§ **Aim of the task**: Reproduce the records below in full, substituting "boundary" for "perimeter" and leaving everything else unaltered.

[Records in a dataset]
************

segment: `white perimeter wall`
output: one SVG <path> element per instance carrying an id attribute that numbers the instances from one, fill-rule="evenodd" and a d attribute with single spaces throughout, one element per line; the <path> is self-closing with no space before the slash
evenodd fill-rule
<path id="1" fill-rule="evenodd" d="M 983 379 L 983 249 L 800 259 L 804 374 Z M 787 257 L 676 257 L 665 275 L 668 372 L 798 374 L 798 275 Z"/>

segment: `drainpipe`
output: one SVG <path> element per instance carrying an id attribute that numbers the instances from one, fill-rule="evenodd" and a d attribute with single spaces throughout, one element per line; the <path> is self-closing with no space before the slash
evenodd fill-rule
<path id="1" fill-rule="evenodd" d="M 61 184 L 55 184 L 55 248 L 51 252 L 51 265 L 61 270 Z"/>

************

§ **Full output**:
segment: `white boundary wall`
output: one SVG <path> element per instance carrying an id attribute that numbers the instances from one, fill-rule="evenodd" and a d attribute with single spaces throughout, one element per line; the <path> is self-closing with no space before the slash
evenodd fill-rule
<path id="1" fill-rule="evenodd" d="M 983 379 L 983 249 L 800 259 L 804 374 Z M 787 257 L 676 257 L 665 275 L 668 372 L 798 374 L 798 275 Z"/>

segment: `drainpipe`
output: one SVG <path> element per instance carrying an id attribute that numbers the instances from one, fill-rule="evenodd" and a d attribute with single spaces throughout, one element per line; the <path> is self-closing with no space before the slash
evenodd fill-rule
<path id="1" fill-rule="evenodd" d="M 61 184 L 55 184 L 55 248 L 51 252 L 51 265 L 61 270 Z"/>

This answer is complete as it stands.